DATA PROVIDED
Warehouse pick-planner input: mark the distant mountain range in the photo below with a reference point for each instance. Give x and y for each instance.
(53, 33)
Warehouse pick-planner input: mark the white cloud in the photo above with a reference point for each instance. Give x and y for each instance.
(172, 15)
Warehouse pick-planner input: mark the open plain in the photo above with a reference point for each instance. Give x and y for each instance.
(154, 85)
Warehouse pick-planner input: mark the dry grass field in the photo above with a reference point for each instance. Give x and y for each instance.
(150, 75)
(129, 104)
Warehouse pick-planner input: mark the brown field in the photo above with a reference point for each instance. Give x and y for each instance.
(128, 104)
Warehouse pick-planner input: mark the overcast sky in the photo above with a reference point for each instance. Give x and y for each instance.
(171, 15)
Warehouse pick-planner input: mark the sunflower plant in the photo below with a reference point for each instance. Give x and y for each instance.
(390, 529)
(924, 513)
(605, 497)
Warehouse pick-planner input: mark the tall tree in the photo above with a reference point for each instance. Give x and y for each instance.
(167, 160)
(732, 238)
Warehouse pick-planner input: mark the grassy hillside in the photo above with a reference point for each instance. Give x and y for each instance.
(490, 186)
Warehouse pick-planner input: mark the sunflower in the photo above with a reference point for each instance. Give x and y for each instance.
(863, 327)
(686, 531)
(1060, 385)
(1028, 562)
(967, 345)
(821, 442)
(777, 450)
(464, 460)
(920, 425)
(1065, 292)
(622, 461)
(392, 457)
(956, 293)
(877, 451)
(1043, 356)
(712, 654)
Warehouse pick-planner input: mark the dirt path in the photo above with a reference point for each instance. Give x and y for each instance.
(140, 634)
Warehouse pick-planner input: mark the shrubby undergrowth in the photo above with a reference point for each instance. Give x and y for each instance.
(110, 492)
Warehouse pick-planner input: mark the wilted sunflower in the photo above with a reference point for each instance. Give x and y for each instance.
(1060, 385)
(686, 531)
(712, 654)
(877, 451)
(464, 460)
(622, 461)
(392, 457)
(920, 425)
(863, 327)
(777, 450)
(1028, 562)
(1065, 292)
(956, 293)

EXERCISE
Recast every entry above as a Markdown table with the columns No. and Entry text, one numbered row per line, skipping blank lines.

PROBLEM SOLUTION
| No. | Entry text |
|---|---|
| 1 | Warehouse pick-planner input: mark the distant mountain range in the photo below with a reference point for each instance. Give x and y for each instance. |
| 2 | (53, 33) |
| 3 | Warehouse pick-planner input: mark the white cloud in the photo above with a reference point for each instance. Give x and y for each instance. |
| 4 | (172, 15) |
| 5 | Warehouse pick-planner input: mark the open plain in the photo above with a reference point for each instance. Give x and y for each instance. |
| 6 | (154, 85) |
| 7 | Warehouse pick-planner input: mark the dry grass field in the photo above with a reference point for each instance. Give x and y for each instance. |
| 8 | (150, 75) |
| 9 | (129, 104) |
| 10 | Warehouse pick-planner input: mark the brown field in the photo above with a reference point for each instance. Give x and y for each instance. |
| 11 | (128, 104) |
| 12 | Warehouse pick-planner input: mark the overcast sky in the photo above with a reference point for each instance. Give x and y for each instance. |
| 13 | (171, 15) |
| 14 | Warehouse pick-planner input: mark the sunflower plant in the photo below with a reference point for each instance. Give x and y for each instance. |
| 15 | (390, 529) |
| 16 | (924, 513) |
| 17 | (605, 497) |
| 18 | Warehouse pick-planner input: mark the tall tree in the photo above with a reference point for each instance. Give x and y for each instance. |
| 19 | (167, 160) |
| 20 | (732, 238) |
| 21 | Warehouse pick-planner input: mark the grassy hillside in the photo above with a reference point for each instance. Give x and y for each instance. |
| 22 | (490, 186) |
| 23 | Warehouse pick-planner input: mark the sunflower in the photo above with a reference point for each instance. Give x and y for each instance. |
| 24 | (863, 327) |
| 25 | (686, 531) |
| 26 | (1060, 385) |
| 27 | (1028, 562) |
| 28 | (967, 345) |
| 29 | (821, 442) |
| 30 | (777, 450) |
| 31 | (464, 460) |
| 32 | (920, 425) |
| 33 | (1065, 292) |
| 34 | (622, 461) |
| 35 | (392, 457) |
| 36 | (956, 293) |
| 37 | (877, 451) |
| 38 | (1043, 356) |
| 39 | (712, 654) |
| 40 | Warehouse pick-planner input: mark the dirt path in the photo above with a reference point for each instance. Give x and y for each instance. |
| 41 | (140, 634) |
| 42 | Warehouse pick-planner input: mark the shrubby undergrowth in the photo above with a reference point for each instance. Give x and y for each instance. |
| 43 | (110, 492) |
| 44 | Warehouse pick-planner input: mark the wilted sunflower in the photo above with a reference point for each instance. Give x and y for each instance. |
| 45 | (1060, 385) |
| 46 | (686, 531) |
| 47 | (712, 654) |
| 48 | (877, 451) |
| 49 | (464, 460) |
| 50 | (622, 461) |
| 51 | (392, 457) |
| 52 | (920, 425) |
| 53 | (863, 327) |
| 54 | (777, 450) |
| 55 | (1028, 562) |
| 56 | (1065, 292) |
| 57 | (956, 293) |